§ DOCUMENT PASSAGE:
From a testing perspective the science (knowledge) of tobacco product characteristics has evolved rapidly over the past 40 years driven, to a large extent, by health concerns and tobacco-related regulations. In the late ‘60s and early ‘70s cigarette analysis was focused on deliveries of ‘tar’ primarily as a result of the 1964 Report of the US Surgeon General. Since that time, the number of smoke chemicals and tobacco constituents that are determined routinely has expanded as a result of Health Canada reporting requirements promulgated in 2000 and the more recent publication of the United States Food and Drug Administration (FDA) list of hazardous or potentially hazardous compounds. Current and potential needs for regulatory reporting have resulted in the development of new methods or the modification of existing methods to improve characteristics, effect efficiencies and/or reduce cost. However, even the most advanced multi-component analytical techniques can not compensate for variability related to sample generation. For example, yields of a number of analytes on the Health Canada reporting list have been demonstrated to be dependent on smoking machine type particularly when cigarettes are smoked under more intensive conditions. This suggests that either smoking machines need to be harmonized over a range of smoking conditions or where differences are known, the type of smoking machine should be specified as part of the analytical methodology.

Data items
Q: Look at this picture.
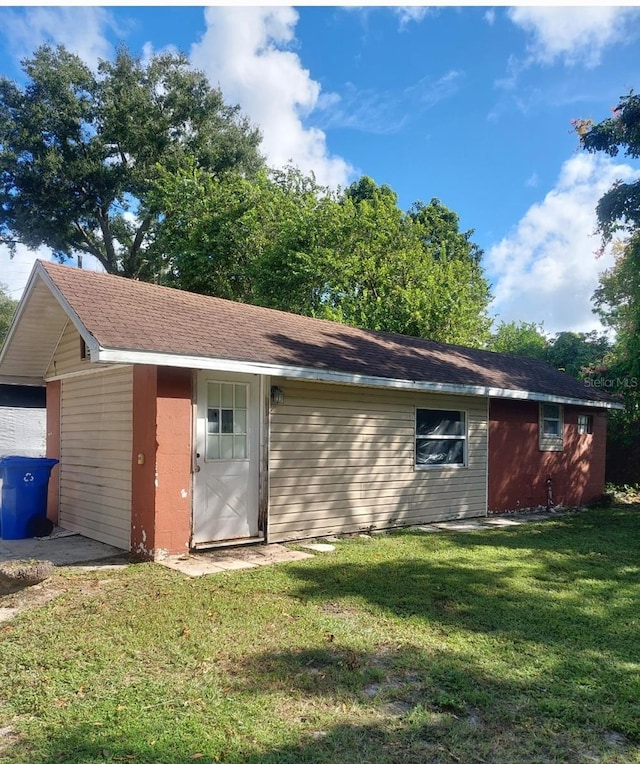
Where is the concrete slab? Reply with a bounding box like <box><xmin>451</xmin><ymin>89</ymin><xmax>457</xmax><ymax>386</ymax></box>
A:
<box><xmin>158</xmin><ymin>544</ymin><xmax>313</xmax><ymax>578</ymax></box>
<box><xmin>0</xmin><ymin>528</ymin><xmax>127</xmax><ymax>567</ymax></box>
<box><xmin>299</xmin><ymin>543</ymin><xmax>336</xmax><ymax>552</ymax></box>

§ TASK DETAILS: Continue the passage on tobacco product testing, starting after its last sentence.

§ EXPECTED OUTPUT:
The analysis of aerosols from new generation products (Heat-Not-Burn and e-cigarettes) presents another set of challenges independent of potential issues related to sample generation. Presently, the tendency has been to utilize standard ISO/CORESTA/Health Canada methods under the assumption that if the method works for a complicated matrix such as tobacco smoke, it should work for less complicated nicotine containing aerosols. This may be true but the assumption needs to be verified. Or, current test methods will have to be validated independently for each ‘new’ nicotine containing matrix.

It is now possible to generate analytical results for potentially thousands of compounds in samples prepared using any number of smoking regimes and at least two smoking platforms. Unfortunately protocols for the evaluation of data from a quality control and/or interpretive standpoint have not kept up with our ability to generate data. So there is the very real danger that we find ourselves in the position of not seeing the forest for the trees. For example, assuming that ‘trees’ are analogous to background noise, does it make sense to push detection limits to the point where ambient conditions are likely to be significant contributors to the analytical result? These are some of the questions that will have to be addressed by the current generation of tobacco scientists.